## TEXT BLOCK
- Opening Delimiter -
“Stray dogs are probably millions in Greece, and given the fact that the mentality here will not be changing anytime soon, there will be millions more to come in the next years.
My Blue was one of the million strays out there when I first saw her in August 2016. I was on vacation in a small village by the sea, about 150 km from Athens – and being on vacation in the countryside is not easy, – you either have to turn a blind eye of coming back home with a dozen of rescue dogs.
Every afternoon, I walked my dogs by the sea – the people were gone by sunset, and they had the entire beach (all 16 km of it) to themselves. It was one afternoon when I first saw her, coming towards us, wagging her tail. She had spotted us from a distance, and since she was looking desperately for company, she joined the four of us, and tried to fit in.
I panicked. When you are an animal lover living in Greece, you simply get used to lonely stray dogs wandering around everywhere, and choose to rescue the ones that can’t make it on the streets: the sick, emaciated or hurt ones, the newborns, and the pregnant females. Blue was neither of the above (she was already about 6-7 months old and healthy), which meant that she should not be a priority.
But Blue had something else, that made her life as a stray extremely vulnerable: she was desperate – desperate for attention, for human company, for a family where she would feel like she belonged. She was rescued and adopted in Holland in October 2016.
Her mum and I talk every day, and Blue has made a lot of progress. My gut says that she will make it as a therapy dog, but even if she doesn’t, she will have a great life.”
- Closing Delimiter -
Stored data entries
- Opening Delimiter -
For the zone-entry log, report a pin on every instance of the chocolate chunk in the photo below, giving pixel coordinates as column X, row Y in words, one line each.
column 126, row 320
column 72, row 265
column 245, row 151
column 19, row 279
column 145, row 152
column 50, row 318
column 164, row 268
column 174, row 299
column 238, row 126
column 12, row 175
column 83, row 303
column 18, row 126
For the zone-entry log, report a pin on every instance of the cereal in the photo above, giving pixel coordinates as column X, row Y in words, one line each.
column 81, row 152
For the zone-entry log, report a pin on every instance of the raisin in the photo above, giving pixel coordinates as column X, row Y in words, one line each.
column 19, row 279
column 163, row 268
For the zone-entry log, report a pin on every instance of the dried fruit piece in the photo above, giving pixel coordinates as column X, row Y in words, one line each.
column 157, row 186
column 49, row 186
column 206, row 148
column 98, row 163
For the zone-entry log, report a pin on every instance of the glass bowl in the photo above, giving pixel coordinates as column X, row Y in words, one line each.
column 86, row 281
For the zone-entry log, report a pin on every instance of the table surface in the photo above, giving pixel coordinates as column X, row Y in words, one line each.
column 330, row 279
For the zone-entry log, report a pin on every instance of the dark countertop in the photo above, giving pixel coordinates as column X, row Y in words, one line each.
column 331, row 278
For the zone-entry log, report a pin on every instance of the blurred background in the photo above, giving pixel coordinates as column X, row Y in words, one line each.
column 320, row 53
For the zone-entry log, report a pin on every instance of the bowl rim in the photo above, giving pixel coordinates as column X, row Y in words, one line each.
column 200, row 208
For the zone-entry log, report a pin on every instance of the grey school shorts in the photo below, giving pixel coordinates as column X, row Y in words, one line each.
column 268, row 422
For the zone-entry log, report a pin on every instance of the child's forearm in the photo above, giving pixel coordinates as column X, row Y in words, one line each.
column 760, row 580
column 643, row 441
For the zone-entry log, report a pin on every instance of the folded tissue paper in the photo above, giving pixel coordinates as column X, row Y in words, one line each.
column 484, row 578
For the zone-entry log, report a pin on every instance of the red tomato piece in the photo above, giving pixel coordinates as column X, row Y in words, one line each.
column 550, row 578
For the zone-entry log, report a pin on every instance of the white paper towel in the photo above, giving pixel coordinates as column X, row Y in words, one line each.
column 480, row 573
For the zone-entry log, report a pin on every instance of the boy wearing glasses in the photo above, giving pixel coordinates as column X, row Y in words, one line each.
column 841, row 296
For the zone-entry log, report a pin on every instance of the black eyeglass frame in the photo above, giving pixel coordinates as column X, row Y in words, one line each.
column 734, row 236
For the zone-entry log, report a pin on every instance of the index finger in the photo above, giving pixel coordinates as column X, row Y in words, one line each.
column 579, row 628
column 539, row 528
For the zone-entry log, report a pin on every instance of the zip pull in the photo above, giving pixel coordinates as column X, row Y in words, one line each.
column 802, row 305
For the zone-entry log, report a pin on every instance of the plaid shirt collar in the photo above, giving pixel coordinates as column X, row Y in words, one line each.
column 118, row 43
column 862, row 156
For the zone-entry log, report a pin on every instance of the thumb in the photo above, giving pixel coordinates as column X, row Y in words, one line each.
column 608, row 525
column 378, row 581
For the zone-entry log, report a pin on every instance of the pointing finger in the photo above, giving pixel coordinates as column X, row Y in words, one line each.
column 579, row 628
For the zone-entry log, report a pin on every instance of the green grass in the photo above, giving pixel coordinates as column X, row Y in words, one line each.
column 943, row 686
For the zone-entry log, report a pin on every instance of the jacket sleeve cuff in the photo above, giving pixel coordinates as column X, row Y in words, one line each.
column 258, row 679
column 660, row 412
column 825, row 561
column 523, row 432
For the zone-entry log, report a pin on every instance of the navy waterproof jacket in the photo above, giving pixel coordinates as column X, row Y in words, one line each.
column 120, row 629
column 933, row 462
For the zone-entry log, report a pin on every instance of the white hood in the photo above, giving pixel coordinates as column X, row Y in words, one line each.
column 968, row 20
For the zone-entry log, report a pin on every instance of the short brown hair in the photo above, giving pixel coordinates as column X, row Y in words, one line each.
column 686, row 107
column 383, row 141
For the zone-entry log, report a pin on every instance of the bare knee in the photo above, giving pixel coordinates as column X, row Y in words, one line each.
- Closing Delimiter -
## REQUIRED TASKS
• a. Translate this sentence from the stray dog story into Spanish: "She was rescued and adopted in Holland in October 2016."
• b. In the stray dog story, how long is the beach where the dogs were walked?
• c. In the stray dog story, rewrite the part that opens with the words containing "Every afternoon, I" and closes with "tried to fit in.", with "afternoon" replaced by "evening".

## SOLUTIONS BELOW
• a. Fue rescatada y adoptada en Holanda en octubre de 2016.

• b. 16 km.

• c.
Every evening, I walked my dogs by the sea – the people were gone by sunset, and they had the entire beach (all 16 km of it) to themselves. It was one evening when I first saw her, coming towards us, wagging her tail. She had spotted us from a distance, and since she was looking desperately for company, she joined the four of us, and tried to fit in.